# START OF Working data
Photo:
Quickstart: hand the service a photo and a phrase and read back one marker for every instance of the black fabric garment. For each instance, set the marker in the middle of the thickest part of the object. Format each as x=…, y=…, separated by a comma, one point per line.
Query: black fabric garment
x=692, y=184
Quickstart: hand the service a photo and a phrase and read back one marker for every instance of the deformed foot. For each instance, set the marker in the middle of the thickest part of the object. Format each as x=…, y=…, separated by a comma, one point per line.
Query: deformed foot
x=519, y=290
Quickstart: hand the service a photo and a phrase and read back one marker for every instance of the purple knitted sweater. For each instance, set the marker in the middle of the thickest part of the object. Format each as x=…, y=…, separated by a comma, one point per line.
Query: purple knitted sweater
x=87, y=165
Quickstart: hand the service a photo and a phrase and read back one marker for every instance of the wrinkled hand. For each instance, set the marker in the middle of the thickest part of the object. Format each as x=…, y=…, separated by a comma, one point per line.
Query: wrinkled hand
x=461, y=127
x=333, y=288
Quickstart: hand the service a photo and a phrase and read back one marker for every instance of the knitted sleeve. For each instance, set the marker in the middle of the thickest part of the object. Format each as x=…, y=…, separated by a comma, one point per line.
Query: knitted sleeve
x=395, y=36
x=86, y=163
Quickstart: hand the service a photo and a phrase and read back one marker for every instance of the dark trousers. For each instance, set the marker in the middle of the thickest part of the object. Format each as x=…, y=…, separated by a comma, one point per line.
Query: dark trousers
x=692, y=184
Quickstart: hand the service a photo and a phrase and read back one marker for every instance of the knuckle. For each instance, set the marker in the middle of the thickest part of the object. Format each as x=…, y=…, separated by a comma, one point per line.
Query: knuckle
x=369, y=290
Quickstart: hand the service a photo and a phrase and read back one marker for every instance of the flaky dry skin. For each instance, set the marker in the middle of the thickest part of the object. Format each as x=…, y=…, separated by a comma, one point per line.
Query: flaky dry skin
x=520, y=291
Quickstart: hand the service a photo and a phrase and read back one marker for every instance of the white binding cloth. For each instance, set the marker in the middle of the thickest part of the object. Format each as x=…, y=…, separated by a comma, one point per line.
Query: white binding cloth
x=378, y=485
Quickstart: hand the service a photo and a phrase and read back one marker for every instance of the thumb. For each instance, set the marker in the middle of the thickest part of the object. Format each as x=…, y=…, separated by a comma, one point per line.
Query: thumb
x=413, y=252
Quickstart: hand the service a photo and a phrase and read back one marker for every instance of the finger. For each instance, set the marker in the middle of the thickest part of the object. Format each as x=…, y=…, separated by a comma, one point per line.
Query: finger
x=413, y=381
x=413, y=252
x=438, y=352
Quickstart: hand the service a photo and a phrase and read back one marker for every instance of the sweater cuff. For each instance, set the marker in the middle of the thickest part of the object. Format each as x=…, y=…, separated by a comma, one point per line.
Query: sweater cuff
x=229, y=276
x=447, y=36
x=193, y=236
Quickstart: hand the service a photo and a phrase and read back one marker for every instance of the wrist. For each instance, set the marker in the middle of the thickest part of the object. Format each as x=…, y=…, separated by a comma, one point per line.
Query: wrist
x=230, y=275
# END OF Working data
What the task requires: Copy the lines above verbatim, starting at the line that contains "of the knuckle." and ending at the line that contains "x=378, y=485", with both of those lines included.

Task output:
Quickstart: hand the service a photo and a phrase and read back one marker for every instance of the knuckle. For each instance, set the marker in the middle of the thickest part of the object. Format each as x=…, y=…, separated by a comma, one point per line.
Query: knuckle
x=369, y=290
Quickstart: hand the service a photo and a phrase and read back one marker for every instance of the flaky dry skin. For each instance, set the marker in the middle of the thickest part of the object. Format each as x=…, y=…, separated by a comma, one point per line.
Query: flaky dry skin
x=520, y=291
Quickstart: hand the service a photo and a phrase and read back one marker for every instance of the white binding cloth. For each instance, set the marker in the middle of the thickest part of the object. Format each as x=…, y=…, separated by a comma, one point per line.
Query: white binding cloth
x=378, y=485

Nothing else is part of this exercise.